[Point localization data]
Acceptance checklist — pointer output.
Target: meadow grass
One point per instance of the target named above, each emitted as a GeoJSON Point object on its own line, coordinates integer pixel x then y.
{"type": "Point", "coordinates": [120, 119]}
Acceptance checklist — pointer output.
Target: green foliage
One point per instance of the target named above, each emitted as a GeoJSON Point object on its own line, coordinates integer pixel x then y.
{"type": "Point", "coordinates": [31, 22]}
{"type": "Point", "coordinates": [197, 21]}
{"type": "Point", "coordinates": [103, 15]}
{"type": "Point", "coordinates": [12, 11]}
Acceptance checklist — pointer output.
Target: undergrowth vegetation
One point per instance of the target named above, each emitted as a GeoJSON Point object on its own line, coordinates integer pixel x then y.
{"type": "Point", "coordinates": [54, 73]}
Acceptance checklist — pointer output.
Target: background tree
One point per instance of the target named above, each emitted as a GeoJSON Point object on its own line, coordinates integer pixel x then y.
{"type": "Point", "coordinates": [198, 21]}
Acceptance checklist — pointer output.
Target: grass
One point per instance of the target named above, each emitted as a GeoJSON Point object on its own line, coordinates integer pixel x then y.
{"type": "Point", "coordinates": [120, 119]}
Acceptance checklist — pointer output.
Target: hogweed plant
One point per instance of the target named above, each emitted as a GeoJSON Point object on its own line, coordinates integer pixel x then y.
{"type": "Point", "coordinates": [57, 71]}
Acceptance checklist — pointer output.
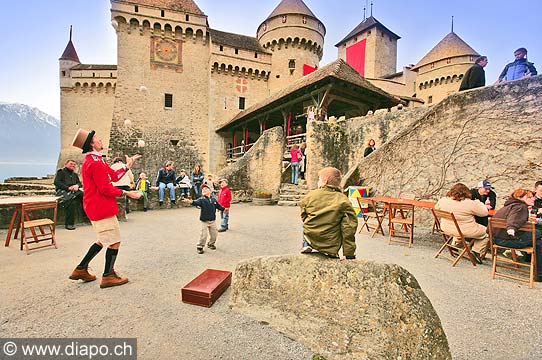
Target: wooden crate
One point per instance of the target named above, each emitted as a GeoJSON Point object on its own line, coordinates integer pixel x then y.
{"type": "Point", "coordinates": [206, 288]}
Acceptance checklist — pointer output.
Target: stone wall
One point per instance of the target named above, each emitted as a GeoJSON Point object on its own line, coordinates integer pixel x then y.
{"type": "Point", "coordinates": [492, 132]}
{"type": "Point", "coordinates": [341, 309]}
{"type": "Point", "coordinates": [260, 168]}
{"type": "Point", "coordinates": [341, 144]}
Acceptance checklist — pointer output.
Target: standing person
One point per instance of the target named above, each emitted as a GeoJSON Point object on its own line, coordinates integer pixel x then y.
{"type": "Point", "coordinates": [519, 68]}
{"type": "Point", "coordinates": [126, 182]}
{"type": "Point", "coordinates": [197, 180]}
{"type": "Point", "coordinates": [475, 75]}
{"type": "Point", "coordinates": [100, 204]}
{"type": "Point", "coordinates": [516, 213]}
{"type": "Point", "coordinates": [184, 183]}
{"type": "Point", "coordinates": [459, 202]}
{"type": "Point", "coordinates": [166, 178]}
{"type": "Point", "coordinates": [329, 220]}
{"type": "Point", "coordinates": [224, 199]}
{"type": "Point", "coordinates": [370, 148]}
{"type": "Point", "coordinates": [486, 196]}
{"type": "Point", "coordinates": [67, 185]}
{"type": "Point", "coordinates": [143, 185]}
{"type": "Point", "coordinates": [303, 163]}
{"type": "Point", "coordinates": [296, 155]}
{"type": "Point", "coordinates": [207, 217]}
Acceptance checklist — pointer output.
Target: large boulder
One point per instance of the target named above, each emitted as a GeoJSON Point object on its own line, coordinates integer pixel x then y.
{"type": "Point", "coordinates": [341, 309]}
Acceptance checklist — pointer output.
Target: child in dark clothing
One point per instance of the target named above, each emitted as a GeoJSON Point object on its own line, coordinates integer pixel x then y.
{"type": "Point", "coordinates": [207, 217]}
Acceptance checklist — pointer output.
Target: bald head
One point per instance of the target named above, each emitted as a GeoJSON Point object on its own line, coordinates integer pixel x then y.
{"type": "Point", "coordinates": [329, 176]}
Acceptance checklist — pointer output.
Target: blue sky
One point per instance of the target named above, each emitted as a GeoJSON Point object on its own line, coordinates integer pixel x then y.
{"type": "Point", "coordinates": [35, 33]}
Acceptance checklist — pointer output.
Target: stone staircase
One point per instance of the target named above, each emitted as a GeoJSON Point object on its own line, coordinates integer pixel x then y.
{"type": "Point", "coordinates": [291, 195]}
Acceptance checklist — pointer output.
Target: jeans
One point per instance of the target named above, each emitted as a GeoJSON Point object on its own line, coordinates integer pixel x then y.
{"type": "Point", "coordinates": [525, 240]}
{"type": "Point", "coordinates": [295, 173]}
{"type": "Point", "coordinates": [162, 188]}
{"type": "Point", "coordinates": [225, 216]}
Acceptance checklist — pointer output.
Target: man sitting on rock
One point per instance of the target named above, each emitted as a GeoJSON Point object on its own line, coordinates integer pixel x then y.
{"type": "Point", "coordinates": [329, 220]}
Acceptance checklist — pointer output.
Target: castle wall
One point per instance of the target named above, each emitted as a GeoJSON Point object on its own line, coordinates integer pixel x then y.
{"type": "Point", "coordinates": [84, 106]}
{"type": "Point", "coordinates": [181, 132]}
{"type": "Point", "coordinates": [437, 80]}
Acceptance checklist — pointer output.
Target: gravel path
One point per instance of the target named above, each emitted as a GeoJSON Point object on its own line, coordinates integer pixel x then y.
{"type": "Point", "coordinates": [483, 319]}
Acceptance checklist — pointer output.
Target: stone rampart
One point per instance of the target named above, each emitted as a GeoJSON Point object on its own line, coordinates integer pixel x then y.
{"type": "Point", "coordinates": [341, 309]}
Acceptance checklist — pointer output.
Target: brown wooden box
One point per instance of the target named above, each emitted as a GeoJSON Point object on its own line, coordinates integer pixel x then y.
{"type": "Point", "coordinates": [206, 288]}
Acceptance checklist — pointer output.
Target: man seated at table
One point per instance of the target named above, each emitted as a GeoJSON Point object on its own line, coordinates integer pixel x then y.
{"type": "Point", "coordinates": [329, 220]}
{"type": "Point", "coordinates": [487, 196]}
{"type": "Point", "coordinates": [67, 186]}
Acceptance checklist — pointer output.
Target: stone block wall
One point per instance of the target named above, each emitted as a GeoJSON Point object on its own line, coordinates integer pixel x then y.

■ ACTIVITY: A line counts if it includes the string "wall". State how many such lines the entries have, with no other text.

■ SOLUTION FOR THIS PROBLEM: 3